WHAT IS EXPECTED: Copy out everything from the start of the items down through the line containing "[0, 0], [0, 53]]", swapping "Regions" for "Outlines" and changing nothing else.

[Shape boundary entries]

----

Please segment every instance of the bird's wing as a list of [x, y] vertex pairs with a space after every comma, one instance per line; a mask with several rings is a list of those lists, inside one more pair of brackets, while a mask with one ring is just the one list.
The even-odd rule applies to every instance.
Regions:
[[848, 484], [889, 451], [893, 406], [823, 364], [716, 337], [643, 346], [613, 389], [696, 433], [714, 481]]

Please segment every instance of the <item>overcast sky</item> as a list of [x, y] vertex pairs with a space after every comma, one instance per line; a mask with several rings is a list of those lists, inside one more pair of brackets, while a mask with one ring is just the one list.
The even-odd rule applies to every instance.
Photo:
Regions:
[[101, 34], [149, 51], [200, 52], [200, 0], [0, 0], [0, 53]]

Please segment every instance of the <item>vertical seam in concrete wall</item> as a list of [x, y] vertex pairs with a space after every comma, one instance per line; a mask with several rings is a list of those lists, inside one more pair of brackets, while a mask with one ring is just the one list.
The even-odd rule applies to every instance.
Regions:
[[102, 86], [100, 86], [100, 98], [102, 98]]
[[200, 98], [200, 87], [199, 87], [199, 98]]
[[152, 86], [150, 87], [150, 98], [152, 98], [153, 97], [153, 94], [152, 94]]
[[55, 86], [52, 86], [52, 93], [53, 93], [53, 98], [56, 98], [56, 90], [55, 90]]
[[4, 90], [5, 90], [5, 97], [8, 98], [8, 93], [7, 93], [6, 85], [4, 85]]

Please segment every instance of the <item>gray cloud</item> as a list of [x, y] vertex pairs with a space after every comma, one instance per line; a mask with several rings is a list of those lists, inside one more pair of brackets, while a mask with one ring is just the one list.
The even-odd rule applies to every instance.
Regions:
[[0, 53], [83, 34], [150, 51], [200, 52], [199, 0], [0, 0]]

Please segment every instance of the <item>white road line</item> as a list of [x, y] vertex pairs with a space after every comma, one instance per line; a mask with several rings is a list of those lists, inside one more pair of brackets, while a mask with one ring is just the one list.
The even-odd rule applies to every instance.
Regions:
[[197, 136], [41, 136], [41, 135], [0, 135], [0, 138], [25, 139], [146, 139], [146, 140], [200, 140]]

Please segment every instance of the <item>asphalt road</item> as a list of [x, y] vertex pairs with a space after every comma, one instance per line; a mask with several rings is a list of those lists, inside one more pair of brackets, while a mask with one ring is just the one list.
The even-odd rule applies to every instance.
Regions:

----

RESPONSE TO THE TASK:
Please segment every instance of the bird's wing as a list of [x, y] vertex pairs with a space after every comma, one instance per line; a mask with several rings is a list of those lists, inside one more pair of brackets, while a mask with one ring is just the one list.
The even-odd rule applies to every instance.
Outlines:
[[848, 484], [889, 451], [893, 406], [823, 364], [716, 337], [643, 346], [613, 389], [696, 433], [714, 481]]

Please segment every instance of the <item>overcast sky</item> as a list of [x, y] vertex pairs with a space after every comma, one instance per line; a mask with several rings is a list of those lists, inside one more pair of brackets, while a mask with one ring is just the one list.
The even-odd rule applies to every instance.
Photo:
Outlines:
[[101, 34], [149, 51], [200, 52], [200, 0], [0, 0], [0, 53]]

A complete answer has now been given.